─── DATA TO USE ───
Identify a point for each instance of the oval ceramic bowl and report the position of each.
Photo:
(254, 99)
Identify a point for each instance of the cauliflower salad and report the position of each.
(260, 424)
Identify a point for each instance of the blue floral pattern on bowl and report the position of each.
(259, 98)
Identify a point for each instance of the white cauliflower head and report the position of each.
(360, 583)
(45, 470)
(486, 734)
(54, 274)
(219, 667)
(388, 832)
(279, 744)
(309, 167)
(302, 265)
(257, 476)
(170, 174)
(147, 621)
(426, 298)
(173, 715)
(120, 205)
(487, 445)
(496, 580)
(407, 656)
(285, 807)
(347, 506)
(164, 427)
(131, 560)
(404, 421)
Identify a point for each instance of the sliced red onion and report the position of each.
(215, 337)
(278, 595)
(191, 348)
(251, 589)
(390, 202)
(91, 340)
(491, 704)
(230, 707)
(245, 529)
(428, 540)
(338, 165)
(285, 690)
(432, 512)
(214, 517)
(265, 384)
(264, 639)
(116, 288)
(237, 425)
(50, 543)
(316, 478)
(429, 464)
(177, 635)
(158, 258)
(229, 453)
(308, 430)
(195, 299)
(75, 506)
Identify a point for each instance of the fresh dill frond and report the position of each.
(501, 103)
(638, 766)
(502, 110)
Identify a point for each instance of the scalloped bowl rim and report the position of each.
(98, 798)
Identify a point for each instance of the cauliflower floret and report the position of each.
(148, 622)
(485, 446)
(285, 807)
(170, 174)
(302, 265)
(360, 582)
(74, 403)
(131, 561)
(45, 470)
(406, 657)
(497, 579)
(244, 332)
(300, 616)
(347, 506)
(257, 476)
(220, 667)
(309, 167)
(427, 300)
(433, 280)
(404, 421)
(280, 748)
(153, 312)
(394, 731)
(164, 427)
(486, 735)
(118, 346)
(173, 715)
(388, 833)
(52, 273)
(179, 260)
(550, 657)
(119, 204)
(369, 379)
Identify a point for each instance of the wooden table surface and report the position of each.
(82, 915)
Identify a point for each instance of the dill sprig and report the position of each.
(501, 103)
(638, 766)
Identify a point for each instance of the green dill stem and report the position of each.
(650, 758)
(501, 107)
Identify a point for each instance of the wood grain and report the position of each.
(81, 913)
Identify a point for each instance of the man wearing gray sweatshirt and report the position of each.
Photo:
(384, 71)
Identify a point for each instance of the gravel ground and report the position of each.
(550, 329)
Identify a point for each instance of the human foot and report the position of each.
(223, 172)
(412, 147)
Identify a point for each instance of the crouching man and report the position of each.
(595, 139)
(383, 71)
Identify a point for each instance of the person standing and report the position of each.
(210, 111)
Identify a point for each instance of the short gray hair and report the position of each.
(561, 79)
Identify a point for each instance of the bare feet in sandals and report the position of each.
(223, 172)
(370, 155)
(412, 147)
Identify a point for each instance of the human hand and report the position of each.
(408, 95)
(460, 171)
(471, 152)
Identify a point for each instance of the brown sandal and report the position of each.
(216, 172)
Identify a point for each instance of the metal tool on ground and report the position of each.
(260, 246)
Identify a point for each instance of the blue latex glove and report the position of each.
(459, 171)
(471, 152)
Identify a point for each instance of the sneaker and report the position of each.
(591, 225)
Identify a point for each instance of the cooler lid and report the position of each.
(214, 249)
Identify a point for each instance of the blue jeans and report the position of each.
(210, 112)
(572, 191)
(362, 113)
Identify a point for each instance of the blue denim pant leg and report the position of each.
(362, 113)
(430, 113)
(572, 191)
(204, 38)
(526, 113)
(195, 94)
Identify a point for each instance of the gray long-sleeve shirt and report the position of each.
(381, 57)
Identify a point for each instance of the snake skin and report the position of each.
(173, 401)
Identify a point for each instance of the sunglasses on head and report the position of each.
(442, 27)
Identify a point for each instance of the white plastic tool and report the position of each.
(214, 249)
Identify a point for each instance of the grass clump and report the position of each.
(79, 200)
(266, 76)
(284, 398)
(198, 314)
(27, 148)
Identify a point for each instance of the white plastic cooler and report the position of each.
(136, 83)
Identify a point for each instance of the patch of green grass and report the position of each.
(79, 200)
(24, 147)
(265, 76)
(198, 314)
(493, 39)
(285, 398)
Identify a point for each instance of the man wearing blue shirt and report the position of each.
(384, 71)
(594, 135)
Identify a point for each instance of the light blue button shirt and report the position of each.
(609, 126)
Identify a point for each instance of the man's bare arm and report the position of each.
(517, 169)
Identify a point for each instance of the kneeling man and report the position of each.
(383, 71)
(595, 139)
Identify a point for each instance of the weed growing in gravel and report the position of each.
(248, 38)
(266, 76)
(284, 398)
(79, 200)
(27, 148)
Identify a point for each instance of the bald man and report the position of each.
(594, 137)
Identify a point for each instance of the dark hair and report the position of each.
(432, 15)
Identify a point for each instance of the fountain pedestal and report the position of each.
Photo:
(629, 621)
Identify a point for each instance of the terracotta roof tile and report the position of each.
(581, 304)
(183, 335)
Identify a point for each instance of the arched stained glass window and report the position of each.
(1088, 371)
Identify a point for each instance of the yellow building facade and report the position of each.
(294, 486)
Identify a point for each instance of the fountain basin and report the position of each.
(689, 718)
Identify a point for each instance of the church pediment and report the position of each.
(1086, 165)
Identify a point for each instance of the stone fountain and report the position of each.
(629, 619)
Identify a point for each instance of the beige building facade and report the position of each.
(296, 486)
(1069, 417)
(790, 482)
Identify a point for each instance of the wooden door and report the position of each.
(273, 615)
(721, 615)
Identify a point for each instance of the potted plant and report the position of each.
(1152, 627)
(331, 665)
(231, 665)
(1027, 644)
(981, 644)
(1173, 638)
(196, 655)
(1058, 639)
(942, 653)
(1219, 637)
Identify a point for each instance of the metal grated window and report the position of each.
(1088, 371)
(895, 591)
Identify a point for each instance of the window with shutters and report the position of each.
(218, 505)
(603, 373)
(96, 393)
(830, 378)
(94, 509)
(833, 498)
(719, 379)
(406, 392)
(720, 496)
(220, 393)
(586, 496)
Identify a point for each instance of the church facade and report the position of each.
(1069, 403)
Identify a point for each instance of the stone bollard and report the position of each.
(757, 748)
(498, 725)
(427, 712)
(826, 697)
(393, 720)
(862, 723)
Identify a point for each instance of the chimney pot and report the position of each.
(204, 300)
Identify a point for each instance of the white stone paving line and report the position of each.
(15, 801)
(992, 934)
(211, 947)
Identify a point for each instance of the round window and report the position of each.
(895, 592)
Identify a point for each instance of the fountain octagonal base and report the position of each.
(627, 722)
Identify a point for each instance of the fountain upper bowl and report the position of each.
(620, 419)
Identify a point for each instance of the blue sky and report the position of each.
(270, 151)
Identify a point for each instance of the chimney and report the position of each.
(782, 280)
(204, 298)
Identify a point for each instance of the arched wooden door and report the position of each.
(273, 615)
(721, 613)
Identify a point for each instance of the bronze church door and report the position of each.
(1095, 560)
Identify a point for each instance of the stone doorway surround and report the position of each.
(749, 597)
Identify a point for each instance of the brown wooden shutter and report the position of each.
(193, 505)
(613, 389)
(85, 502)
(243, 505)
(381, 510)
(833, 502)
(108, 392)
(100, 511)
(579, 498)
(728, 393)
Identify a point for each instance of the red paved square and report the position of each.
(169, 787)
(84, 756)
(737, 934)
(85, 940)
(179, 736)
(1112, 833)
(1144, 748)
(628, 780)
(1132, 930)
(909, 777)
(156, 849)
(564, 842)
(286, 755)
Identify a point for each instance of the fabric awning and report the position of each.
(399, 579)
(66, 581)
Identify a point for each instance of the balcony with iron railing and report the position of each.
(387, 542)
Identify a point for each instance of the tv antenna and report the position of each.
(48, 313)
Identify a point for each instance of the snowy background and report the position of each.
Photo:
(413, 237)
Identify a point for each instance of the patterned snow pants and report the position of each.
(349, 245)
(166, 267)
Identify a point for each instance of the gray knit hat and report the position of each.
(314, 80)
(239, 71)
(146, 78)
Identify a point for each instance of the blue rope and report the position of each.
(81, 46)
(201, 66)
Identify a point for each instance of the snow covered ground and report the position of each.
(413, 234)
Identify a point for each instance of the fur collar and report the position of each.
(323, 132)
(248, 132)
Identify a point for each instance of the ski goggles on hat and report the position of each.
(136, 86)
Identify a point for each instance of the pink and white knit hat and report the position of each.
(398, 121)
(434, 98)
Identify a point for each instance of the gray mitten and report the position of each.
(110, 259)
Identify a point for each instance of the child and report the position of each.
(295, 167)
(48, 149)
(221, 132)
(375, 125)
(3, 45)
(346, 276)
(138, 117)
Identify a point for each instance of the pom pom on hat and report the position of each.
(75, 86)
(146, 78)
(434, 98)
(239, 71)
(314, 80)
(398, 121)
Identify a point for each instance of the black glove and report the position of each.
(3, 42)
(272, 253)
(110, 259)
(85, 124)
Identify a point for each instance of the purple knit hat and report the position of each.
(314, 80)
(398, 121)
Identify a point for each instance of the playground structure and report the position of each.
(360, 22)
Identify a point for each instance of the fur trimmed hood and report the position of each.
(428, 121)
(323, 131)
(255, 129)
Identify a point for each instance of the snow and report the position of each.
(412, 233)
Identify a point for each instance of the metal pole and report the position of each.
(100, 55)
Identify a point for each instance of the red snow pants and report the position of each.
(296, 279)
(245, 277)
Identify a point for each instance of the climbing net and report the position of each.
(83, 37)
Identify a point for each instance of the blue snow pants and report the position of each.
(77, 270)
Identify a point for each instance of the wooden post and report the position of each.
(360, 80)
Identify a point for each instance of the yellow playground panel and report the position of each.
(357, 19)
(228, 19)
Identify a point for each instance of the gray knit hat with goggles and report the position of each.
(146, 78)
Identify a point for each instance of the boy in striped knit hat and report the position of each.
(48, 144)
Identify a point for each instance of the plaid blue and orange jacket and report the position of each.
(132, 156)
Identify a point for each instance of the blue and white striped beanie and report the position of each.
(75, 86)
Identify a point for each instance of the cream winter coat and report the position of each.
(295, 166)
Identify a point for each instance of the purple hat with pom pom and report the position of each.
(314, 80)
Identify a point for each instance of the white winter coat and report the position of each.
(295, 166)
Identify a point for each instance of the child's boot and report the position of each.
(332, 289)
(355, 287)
───
PROBLEM STATEMENT: Using the material above, reproduce exactly the line that contains "Identify a point for each instance of the blue and" and all lines after it through the last one, and only those.

OUTPUT OF THE TASK:
Identify a point for each instance of the blue and white striped beanie and report the position of each.
(75, 86)
Identify a point for each instance of the cream winter coat and report the position of each.
(295, 166)
Identify a point for each instance of the purple hat with pom pom and report the position of each.
(314, 80)
Identify a point for each instance of the white winter coat and report the position of each.
(295, 166)
Identify a point for each instance of the child's boot and report the position of each.
(332, 289)
(355, 287)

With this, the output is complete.